§ WORK REQUIRED: Because the material must be preserved as it stands, copy every line exactly.

§ PROVIDED DATA:
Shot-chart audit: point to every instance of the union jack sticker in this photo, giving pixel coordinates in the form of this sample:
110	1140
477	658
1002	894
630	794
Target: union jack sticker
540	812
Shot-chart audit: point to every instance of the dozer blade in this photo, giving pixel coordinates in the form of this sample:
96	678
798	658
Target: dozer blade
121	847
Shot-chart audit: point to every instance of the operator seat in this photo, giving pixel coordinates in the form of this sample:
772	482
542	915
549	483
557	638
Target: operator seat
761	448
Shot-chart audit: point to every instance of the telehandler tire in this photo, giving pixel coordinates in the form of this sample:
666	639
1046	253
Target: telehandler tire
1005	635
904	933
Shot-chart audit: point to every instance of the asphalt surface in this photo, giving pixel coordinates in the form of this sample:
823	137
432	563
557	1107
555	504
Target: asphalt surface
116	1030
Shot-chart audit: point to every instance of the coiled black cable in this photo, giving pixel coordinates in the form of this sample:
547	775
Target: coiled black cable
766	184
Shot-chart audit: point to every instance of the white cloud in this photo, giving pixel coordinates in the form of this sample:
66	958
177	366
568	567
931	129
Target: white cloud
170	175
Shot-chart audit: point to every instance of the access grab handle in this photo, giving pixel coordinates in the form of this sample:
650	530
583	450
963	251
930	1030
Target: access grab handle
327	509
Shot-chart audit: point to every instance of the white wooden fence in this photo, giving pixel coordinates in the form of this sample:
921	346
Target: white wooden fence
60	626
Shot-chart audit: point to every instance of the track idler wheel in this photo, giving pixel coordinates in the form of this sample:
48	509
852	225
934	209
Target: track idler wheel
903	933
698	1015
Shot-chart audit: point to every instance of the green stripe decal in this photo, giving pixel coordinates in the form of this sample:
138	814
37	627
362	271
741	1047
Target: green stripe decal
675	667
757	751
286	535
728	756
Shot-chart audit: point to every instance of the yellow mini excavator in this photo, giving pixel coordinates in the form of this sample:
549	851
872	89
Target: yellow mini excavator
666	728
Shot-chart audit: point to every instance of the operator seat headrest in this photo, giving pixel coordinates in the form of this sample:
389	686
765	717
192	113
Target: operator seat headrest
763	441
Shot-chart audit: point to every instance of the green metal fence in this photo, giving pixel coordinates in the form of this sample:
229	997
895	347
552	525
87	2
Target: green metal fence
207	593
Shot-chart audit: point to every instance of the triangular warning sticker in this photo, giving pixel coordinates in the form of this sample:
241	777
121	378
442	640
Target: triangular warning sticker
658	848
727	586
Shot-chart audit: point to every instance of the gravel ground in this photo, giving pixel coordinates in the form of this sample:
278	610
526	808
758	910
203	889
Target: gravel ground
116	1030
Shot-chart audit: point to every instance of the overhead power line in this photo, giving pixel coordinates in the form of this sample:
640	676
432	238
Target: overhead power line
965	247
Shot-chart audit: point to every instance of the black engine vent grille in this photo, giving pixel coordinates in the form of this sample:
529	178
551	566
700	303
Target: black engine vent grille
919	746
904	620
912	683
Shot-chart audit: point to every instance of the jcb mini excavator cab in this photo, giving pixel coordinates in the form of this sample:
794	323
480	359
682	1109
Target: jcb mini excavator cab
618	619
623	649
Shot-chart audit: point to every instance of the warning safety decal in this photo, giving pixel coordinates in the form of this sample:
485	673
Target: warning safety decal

§ WRITTEN ANSWER:
Shot-chart audit: point to every instance of the union jack sticker in this photo, giving pixel coordinates in the form of this sample:
110	1140
477	658
1002	894
630	794
Target: union jack sticker
540	812
Shot-chart audit: point to every instance of the dozer blade in this photo, giving pixel coordinates in the form of this sample:
96	678
798	658
Target: dozer blade
121	847
Shot-chart audit: point to every instance of the operator seat in this photo, giving pixel coordinates in the form of this sample:
772	482
542	915
549	483
557	638
Target: operator seat
761	448
Shot-chart audit: point to every instance of the telehandler tire in this photo, giving pixel coordinates in the form of this sample:
666	639
1046	253
Target: telehandler tire
1005	635
904	933
Shot-chart audit: point to every instance of the asphalt surface in this photo, giving pixel coordinates in the form of this sample:
823	137
432	563
557	1107
555	504
Target: asphalt surface
116	1030
Shot-chart audit: point to every instance of the coiled black cable in this photo, giving pixel coordinates in the form of this sample:
547	775
Target: coiled black cable
766	184
Shot-chart audit: point to every instance of the white cloud in this photo, giving pixel coordinates in the form of this sample:
66	958
177	366
568	567
931	129
Target: white cloud
170	175
Shot-chart audit: point to every instance of the access grab handle in this photo, giving pixel coordinates in the form of this sample:
650	530
583	450
963	251
930	1030
Target: access grab handle
327	509
Shot-chart audit: point to every instance of the white wooden fence in this photo, giving pixel coordinates in the form of this sample:
921	346
Target: white wooden fence
60	626
Shot-chart audit: point to every instance of the track idler wheel in this photo, giving pixel coordinates in the form of this sample:
48	509
852	225
934	209
Target: track idler wheel
903	933
698	1015
Shot-chart audit: point to every instance of the green stripe decal in this photo, giving pixel coordinates in the form of this sample:
138	814
37	627
362	271
741	1047
Target: green stripe decal
675	667
757	751
286	535
728	756
Shot-chart audit: point to every instance of the yellow mini excavator in this photo, giving pixel coordinates in the form of this sample:
549	851
872	89
Target: yellow mini excavator
666	728
Shot-chart audit: point to every instance of the operator seat headrest in this photo, giving pixel coordinates in the form of this sample:
389	686
765	717
192	113
Target: operator seat headrest
763	441
Shot-chart audit: point to every instance of the green metal fence in this photo, giving pixel coordinates in the form of this sample:
229	997
895	347
552	525
87	2
Target: green metal fence
207	593
Shot-chart audit: point to every instance of the triangular warning sticker in this photo, giving pixel coordinates in the form of this sample:
241	777
121	378
442	640
Target: triangular warning sticker
658	848
727	586
Shot-chart audit: point to every instance of the gravel ground in this photo, giving pixel coordinates in the form of this sample:
278	610
526	808
758	910
203	889
Target: gravel ground
116	1030
Shot-chart audit: point to every instance of the overhead power line in this photo, giving pixel coordinates in the form of this sample:
640	676
432	238
Target: overhead power line
965	247
Shot-chart audit: point to every instance of the black engine vent grille in this photo, giving pixel coordinates in the form of this sample:
529	178
551	566
700	303
Target: black engine vent grille
919	746
904	620
912	683
Shot-chart audit: point to every instance of the jcb mini excavator cab in this photo, giving pixel coordinates in the form of this sample:
794	323
480	359
682	1109
Target: jcb mini excavator cab
618	619
623	649
Shot-chart audit: point to every instance of the warning safety decal in this photo, giving pixel coordinates in the form of this sample:
485	673
Target: warning safety decal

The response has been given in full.